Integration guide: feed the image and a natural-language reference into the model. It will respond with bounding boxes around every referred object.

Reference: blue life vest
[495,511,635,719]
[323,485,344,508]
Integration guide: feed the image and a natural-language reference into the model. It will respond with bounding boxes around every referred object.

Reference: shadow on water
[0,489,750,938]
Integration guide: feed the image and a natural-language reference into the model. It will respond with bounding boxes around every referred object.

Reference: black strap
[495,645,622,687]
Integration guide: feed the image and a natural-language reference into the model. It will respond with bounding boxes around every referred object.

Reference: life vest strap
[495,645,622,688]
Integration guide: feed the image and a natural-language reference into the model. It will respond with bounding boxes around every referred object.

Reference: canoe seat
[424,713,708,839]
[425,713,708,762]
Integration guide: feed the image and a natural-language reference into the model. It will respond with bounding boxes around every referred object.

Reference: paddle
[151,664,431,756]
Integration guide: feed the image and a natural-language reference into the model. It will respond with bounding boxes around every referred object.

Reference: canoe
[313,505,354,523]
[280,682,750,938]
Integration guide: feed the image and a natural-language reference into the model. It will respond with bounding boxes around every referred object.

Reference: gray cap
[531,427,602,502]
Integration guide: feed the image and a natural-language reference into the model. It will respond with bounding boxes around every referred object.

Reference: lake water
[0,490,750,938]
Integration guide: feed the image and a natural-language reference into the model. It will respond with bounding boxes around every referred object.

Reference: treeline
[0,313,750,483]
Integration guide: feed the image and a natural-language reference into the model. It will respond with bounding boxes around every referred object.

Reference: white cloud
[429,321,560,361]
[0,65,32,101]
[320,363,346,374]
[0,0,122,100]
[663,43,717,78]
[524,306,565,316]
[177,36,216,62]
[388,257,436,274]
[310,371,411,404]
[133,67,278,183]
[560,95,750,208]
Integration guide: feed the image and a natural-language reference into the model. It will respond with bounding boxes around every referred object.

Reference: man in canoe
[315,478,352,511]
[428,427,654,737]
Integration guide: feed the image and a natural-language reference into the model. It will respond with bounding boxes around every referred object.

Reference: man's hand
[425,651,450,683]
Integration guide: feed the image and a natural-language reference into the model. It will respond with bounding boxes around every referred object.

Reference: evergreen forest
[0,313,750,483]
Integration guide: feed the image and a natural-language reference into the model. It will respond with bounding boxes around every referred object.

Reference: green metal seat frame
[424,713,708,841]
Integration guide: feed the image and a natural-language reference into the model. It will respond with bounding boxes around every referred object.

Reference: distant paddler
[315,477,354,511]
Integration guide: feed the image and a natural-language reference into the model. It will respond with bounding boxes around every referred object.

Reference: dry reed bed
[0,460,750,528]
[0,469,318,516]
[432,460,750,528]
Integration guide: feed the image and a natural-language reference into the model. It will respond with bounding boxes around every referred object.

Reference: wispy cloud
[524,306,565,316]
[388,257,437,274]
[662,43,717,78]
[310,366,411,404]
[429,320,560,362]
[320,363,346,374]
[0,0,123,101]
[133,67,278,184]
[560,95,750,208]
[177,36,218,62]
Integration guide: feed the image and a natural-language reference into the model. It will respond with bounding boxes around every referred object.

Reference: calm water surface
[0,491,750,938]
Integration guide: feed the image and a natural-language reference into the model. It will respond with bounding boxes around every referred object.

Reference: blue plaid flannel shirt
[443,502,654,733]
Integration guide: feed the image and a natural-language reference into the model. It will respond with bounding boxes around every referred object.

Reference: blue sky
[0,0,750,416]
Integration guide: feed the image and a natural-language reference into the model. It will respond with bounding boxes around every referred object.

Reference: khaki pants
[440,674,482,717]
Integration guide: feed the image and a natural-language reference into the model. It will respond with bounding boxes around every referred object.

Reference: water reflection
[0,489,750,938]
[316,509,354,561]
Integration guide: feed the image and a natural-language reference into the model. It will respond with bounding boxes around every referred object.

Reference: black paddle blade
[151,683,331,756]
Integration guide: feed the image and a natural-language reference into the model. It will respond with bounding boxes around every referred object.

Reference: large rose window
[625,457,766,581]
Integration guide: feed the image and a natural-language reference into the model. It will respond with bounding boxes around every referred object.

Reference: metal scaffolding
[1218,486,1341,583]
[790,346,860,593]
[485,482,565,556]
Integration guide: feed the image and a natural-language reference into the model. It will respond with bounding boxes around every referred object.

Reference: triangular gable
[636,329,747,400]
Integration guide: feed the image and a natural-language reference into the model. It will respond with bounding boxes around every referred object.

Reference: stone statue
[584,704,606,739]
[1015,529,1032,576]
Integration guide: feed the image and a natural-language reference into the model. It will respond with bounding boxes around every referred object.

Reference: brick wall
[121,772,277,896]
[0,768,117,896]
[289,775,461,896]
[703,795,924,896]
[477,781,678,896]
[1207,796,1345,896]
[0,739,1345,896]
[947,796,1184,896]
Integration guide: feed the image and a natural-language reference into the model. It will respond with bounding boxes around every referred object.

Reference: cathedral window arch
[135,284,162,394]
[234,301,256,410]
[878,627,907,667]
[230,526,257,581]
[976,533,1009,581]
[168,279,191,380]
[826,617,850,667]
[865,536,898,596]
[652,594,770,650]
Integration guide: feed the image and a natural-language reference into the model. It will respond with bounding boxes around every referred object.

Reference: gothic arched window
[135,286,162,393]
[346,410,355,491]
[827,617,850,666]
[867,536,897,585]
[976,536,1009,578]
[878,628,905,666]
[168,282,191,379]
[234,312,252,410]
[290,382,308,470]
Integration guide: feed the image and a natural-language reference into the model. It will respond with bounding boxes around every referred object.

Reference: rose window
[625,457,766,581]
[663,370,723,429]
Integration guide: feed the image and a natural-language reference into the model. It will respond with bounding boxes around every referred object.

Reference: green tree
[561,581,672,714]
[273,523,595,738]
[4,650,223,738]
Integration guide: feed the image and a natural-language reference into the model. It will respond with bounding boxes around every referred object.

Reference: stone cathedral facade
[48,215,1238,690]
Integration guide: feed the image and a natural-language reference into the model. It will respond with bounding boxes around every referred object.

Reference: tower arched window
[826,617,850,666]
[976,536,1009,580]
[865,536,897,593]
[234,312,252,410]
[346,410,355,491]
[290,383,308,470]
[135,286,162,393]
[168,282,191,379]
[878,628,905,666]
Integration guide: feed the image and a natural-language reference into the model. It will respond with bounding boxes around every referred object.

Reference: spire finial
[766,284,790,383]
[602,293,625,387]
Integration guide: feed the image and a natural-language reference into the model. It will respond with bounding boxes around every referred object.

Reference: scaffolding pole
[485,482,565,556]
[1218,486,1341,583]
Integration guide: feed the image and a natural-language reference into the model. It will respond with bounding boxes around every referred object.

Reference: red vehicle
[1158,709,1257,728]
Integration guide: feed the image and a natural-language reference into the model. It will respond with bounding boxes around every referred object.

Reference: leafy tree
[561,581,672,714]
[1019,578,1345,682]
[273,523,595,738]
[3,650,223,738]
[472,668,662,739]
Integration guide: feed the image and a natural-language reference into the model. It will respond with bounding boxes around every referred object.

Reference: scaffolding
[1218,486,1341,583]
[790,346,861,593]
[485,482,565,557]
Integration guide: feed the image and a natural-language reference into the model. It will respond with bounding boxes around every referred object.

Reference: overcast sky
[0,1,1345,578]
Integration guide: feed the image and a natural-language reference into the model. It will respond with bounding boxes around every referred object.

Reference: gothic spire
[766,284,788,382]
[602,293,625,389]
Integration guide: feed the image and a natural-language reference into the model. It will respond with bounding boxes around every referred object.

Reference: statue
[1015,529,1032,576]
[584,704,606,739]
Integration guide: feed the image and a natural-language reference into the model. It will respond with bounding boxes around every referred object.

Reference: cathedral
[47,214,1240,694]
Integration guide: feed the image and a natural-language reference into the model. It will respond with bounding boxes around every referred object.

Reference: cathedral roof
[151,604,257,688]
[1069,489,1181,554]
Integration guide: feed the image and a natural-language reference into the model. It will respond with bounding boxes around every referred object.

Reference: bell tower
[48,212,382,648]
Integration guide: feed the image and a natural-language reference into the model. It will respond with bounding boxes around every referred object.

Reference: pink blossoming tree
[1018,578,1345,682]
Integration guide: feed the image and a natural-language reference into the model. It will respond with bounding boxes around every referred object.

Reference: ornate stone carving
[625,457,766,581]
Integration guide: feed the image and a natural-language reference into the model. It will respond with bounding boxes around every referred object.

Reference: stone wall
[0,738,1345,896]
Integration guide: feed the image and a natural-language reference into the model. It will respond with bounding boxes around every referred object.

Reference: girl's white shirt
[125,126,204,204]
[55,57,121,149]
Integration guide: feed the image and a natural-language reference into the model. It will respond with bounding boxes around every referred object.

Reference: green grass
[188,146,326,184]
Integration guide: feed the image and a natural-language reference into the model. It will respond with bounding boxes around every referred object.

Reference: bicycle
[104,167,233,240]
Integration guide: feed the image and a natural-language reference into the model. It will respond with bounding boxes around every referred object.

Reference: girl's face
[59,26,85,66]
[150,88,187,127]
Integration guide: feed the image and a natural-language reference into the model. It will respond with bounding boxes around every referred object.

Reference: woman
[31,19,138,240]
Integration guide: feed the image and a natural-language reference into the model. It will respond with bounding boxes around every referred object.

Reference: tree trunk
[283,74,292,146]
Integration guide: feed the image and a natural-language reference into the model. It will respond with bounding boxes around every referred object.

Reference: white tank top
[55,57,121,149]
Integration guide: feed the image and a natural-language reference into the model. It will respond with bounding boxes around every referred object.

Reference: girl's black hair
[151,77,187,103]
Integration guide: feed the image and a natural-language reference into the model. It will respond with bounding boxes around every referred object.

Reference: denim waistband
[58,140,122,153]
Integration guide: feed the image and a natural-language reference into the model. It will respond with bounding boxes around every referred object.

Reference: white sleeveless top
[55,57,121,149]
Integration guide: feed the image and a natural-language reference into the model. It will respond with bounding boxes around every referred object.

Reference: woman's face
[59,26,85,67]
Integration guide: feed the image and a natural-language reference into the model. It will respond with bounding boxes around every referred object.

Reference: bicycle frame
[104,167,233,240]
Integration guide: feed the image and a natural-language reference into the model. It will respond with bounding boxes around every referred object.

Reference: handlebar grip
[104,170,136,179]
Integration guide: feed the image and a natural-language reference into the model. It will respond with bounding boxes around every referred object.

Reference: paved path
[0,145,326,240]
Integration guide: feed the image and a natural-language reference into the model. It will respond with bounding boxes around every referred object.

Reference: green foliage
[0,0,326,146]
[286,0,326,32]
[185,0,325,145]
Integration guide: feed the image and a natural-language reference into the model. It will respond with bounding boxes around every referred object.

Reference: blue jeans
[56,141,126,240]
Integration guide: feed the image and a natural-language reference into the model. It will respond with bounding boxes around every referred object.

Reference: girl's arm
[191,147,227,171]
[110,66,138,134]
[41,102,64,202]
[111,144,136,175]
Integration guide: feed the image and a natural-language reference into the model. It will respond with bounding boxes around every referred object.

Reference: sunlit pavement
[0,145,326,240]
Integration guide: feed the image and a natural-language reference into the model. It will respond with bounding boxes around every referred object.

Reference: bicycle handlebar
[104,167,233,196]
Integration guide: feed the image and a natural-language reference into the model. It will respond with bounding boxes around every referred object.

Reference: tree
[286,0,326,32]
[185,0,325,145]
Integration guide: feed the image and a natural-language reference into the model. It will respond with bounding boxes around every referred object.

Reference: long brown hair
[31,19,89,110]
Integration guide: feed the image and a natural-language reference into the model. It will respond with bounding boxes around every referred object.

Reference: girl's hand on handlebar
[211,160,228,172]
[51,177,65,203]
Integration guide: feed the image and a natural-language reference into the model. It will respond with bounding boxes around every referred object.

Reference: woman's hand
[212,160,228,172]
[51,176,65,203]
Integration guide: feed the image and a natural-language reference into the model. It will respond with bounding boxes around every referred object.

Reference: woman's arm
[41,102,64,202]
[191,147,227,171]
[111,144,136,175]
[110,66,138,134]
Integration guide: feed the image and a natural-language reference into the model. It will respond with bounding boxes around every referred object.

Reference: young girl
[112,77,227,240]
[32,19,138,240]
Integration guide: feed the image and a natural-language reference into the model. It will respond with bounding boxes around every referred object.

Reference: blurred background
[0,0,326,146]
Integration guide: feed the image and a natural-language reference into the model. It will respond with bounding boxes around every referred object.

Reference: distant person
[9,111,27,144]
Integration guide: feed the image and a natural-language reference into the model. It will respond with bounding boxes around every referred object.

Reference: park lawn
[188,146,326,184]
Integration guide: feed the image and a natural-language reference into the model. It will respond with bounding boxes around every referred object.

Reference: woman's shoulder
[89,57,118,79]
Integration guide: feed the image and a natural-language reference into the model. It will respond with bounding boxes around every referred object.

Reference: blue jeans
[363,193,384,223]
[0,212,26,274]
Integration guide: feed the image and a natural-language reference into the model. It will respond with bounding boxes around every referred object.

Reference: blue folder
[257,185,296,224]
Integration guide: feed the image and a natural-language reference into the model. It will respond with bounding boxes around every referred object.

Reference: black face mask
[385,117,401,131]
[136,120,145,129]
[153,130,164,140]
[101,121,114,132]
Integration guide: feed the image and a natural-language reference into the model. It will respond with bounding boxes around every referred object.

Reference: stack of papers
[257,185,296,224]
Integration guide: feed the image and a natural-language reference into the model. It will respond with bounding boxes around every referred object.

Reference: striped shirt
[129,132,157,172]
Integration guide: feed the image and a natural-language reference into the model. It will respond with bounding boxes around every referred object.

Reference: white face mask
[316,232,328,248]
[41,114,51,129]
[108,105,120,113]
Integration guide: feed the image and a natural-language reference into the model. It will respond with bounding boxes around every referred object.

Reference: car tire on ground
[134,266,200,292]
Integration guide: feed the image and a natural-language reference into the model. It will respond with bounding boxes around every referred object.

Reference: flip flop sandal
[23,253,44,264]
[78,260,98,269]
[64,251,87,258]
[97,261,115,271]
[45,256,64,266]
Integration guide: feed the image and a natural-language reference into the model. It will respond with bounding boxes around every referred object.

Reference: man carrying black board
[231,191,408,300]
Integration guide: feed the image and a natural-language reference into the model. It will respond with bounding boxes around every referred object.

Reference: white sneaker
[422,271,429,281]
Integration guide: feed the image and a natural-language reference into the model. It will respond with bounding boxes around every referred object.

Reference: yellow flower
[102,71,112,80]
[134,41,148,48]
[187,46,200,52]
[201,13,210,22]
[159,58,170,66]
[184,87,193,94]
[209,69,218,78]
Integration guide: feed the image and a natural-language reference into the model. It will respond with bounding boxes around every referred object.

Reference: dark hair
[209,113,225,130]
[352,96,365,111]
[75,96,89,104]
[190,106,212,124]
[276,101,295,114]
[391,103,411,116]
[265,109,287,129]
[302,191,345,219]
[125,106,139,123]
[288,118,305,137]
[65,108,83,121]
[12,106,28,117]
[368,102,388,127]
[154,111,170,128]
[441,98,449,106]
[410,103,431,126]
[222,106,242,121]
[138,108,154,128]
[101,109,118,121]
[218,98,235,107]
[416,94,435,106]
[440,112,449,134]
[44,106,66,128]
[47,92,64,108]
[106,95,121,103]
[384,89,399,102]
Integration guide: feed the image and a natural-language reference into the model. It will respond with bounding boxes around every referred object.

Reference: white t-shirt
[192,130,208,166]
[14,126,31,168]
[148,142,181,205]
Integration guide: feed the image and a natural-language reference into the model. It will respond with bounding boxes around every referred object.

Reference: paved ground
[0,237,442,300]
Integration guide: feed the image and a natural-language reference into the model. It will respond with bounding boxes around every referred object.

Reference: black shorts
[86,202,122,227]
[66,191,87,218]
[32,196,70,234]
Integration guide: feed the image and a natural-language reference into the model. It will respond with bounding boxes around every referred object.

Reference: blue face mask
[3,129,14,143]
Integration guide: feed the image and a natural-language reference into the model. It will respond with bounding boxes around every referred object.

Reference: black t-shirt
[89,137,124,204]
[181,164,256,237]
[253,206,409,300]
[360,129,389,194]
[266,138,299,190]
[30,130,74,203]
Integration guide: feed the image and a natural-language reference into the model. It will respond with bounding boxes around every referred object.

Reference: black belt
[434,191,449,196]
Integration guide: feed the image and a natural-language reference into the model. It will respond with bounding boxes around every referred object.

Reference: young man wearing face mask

※

Set problem
Count the lines in the entries above that contain the word "paved". Reply with the number only.

Solution
2